Work instructions> Please retype the part of the records that starts with the line containing "Study the drawing above carefully. Where is the man's forearm?" and ends with the line containing "[657,315,719,374]", including both of those lines.

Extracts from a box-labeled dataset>
(begin)

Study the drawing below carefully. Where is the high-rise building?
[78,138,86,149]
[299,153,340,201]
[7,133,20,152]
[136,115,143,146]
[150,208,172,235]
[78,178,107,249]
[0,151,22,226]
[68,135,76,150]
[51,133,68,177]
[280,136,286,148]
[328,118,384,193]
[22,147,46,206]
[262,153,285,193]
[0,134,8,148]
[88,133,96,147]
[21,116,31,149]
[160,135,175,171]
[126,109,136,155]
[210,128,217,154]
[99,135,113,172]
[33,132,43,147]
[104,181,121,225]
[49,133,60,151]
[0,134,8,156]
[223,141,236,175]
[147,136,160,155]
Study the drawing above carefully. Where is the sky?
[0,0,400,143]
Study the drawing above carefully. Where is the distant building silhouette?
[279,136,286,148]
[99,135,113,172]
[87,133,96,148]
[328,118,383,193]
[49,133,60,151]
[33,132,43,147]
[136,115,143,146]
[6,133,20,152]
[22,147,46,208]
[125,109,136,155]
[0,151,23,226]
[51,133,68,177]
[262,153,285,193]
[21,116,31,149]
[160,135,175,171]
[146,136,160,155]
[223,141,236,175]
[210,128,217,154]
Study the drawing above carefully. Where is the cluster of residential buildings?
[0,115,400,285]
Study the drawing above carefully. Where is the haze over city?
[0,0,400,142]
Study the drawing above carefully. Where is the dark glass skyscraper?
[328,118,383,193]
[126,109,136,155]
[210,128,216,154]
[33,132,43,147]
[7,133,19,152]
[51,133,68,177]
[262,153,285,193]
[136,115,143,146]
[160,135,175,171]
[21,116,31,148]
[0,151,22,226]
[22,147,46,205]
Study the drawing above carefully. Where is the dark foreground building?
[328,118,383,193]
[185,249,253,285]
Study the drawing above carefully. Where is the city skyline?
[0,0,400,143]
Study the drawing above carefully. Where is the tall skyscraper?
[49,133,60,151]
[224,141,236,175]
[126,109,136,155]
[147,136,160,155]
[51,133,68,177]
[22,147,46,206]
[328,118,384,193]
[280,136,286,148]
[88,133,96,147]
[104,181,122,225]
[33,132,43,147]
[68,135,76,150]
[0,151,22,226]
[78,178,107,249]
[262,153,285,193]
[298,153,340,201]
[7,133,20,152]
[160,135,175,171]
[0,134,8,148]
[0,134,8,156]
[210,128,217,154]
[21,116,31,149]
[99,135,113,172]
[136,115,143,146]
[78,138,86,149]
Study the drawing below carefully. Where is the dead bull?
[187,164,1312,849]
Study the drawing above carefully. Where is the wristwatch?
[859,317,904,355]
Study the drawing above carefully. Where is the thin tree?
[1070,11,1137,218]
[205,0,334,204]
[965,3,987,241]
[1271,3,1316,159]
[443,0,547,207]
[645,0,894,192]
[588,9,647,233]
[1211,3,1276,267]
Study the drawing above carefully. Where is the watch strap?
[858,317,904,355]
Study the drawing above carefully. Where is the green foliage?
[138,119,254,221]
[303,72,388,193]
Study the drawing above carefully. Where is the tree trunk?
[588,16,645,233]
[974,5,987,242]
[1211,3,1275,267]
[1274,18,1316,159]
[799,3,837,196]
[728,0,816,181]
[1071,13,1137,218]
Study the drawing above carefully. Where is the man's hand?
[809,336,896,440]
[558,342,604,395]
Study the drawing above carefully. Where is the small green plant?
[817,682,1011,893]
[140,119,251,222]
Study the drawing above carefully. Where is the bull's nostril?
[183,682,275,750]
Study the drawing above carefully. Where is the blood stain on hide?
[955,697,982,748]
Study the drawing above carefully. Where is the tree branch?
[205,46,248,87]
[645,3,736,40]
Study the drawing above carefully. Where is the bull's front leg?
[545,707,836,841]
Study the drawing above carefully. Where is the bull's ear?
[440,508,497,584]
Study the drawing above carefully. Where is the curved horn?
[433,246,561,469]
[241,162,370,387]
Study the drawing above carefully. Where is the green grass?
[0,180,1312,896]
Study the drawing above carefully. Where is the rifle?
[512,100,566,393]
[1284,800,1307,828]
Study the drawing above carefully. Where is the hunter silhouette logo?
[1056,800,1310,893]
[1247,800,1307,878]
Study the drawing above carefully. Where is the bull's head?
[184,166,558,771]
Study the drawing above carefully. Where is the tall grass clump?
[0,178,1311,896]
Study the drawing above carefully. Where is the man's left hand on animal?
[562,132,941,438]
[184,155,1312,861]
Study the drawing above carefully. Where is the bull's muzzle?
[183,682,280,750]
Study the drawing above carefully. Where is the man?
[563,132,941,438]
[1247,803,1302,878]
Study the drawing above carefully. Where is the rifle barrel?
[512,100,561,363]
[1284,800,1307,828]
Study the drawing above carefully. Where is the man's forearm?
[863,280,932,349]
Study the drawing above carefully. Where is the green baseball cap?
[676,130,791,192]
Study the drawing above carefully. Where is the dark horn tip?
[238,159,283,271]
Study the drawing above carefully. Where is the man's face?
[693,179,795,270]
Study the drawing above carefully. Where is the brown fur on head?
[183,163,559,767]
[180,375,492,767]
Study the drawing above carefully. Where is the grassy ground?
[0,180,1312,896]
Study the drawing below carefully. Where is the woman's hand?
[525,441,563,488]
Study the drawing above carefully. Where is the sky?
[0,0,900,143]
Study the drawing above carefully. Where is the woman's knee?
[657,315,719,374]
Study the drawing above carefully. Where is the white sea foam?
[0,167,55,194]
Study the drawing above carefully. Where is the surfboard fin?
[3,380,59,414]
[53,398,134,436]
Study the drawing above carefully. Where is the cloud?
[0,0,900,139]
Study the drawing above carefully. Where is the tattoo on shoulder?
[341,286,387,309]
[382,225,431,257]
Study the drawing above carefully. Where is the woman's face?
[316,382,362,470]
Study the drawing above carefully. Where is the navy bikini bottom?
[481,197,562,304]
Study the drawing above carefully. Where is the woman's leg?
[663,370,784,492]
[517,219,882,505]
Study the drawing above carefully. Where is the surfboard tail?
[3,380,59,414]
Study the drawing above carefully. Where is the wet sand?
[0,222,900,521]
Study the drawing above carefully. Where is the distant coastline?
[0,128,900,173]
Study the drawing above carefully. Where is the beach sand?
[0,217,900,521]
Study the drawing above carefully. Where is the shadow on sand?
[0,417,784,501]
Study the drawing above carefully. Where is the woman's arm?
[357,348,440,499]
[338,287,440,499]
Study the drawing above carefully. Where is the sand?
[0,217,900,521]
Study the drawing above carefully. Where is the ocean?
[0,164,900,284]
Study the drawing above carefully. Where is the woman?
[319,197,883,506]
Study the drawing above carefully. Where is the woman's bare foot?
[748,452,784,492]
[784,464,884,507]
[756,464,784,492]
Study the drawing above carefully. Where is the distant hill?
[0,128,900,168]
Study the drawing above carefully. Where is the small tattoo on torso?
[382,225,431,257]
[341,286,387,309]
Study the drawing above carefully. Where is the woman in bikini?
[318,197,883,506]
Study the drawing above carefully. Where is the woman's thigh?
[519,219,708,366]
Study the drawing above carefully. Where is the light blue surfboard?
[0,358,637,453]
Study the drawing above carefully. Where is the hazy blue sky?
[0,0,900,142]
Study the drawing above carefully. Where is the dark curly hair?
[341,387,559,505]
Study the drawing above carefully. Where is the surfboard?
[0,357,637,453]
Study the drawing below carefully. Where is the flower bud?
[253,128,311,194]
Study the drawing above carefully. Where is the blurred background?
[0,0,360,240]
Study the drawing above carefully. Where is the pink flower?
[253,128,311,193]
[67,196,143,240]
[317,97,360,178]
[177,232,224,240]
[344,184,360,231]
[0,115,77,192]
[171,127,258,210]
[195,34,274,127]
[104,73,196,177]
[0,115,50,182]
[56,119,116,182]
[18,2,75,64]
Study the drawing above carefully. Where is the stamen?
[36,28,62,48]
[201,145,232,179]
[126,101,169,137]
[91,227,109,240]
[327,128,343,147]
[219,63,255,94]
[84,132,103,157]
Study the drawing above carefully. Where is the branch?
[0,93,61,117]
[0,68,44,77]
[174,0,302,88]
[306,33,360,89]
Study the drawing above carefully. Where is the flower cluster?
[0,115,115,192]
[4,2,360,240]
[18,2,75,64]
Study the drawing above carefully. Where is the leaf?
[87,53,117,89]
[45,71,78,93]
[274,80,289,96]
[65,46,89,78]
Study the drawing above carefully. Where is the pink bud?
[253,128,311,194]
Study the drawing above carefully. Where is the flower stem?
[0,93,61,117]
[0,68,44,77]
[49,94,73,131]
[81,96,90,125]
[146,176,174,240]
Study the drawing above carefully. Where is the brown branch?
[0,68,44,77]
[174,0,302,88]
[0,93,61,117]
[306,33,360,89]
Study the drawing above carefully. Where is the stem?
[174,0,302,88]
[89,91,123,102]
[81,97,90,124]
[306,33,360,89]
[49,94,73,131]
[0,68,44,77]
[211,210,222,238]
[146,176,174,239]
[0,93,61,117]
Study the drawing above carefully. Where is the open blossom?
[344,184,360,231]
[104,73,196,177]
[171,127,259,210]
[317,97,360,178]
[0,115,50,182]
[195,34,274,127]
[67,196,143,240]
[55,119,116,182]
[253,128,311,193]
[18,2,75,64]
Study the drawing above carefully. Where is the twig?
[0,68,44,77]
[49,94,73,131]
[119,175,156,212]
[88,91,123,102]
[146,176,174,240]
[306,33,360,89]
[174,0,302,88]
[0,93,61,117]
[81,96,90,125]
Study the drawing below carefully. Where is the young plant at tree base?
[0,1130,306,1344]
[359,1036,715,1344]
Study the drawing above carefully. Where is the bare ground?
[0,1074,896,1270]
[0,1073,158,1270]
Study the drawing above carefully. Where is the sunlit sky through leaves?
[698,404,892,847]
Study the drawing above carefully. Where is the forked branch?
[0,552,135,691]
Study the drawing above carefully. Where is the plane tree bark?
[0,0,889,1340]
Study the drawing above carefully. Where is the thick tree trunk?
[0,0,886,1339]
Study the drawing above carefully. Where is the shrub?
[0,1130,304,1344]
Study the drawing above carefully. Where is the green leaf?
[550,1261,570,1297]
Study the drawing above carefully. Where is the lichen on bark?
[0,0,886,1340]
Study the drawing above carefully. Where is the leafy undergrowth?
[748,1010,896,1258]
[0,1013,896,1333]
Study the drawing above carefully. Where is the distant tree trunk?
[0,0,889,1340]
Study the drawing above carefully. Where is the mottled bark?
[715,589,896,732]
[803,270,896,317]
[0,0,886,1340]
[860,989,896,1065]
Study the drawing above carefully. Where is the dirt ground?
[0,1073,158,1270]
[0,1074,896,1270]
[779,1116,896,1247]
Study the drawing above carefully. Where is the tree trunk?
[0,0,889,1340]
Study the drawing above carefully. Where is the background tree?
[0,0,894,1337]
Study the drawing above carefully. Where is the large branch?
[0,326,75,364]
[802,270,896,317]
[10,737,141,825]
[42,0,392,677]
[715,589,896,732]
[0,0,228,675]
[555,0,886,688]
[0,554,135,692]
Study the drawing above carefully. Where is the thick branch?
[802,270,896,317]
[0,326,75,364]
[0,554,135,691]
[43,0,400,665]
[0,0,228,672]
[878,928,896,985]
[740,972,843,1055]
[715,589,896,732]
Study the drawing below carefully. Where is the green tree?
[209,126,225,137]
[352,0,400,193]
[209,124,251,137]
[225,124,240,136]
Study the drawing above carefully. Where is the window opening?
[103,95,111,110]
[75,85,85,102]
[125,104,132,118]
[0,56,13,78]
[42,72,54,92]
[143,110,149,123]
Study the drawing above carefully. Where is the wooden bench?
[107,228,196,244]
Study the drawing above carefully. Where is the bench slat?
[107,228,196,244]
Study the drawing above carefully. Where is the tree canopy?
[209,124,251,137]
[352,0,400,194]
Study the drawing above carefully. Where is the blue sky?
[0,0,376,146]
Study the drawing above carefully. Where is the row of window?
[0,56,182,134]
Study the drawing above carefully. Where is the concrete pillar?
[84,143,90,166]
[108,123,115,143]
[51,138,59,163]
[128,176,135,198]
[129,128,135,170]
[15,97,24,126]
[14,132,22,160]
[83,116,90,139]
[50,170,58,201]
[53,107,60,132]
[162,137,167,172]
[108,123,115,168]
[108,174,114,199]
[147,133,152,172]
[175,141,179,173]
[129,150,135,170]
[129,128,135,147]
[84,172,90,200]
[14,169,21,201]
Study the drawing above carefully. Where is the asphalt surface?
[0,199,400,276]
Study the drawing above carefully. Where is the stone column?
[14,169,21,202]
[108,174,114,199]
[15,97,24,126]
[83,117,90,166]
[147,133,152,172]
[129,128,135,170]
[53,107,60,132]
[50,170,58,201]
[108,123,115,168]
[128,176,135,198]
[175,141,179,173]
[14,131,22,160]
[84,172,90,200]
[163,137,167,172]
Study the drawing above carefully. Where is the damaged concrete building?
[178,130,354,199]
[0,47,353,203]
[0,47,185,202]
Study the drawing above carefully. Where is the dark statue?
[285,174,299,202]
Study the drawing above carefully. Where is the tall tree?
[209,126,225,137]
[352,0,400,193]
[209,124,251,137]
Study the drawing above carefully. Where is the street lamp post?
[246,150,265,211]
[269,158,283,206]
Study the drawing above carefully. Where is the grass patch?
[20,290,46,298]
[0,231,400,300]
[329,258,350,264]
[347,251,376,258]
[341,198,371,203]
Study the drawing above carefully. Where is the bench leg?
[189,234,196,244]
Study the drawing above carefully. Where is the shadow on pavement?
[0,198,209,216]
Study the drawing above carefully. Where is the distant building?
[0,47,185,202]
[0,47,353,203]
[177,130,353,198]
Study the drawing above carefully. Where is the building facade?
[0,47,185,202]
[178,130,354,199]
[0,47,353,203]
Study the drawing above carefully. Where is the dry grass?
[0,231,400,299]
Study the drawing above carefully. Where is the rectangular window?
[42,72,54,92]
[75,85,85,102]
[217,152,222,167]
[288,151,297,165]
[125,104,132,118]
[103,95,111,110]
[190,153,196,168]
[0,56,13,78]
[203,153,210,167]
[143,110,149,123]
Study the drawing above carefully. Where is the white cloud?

(end)

Solution to this exercise>
Study the drawing above carefully. Where is the man's forearm?
[863,280,932,349]
Study the drawing above carefully. Where is the green baseball cap?
[676,130,791,192]
Study the drawing above carefully. Where is the dark horn tip?
[238,159,283,271]
Study the drawing above carefully. Where is the man's face?
[693,179,795,270]
Study the drawing above carefully. Where is the brown fur on head?
[183,163,559,767]
[180,375,492,767]
Study the drawing above carefully. Where is the grassy ground?
[0,180,1312,896]
Study the drawing below carefully. Where is the woman's hand?
[525,441,563,488]
Study the drawing above carefully. Where is the sky?
[0,0,900,143]
Study the drawing above carefully. Where is the woman's knee?
[657,315,719,374]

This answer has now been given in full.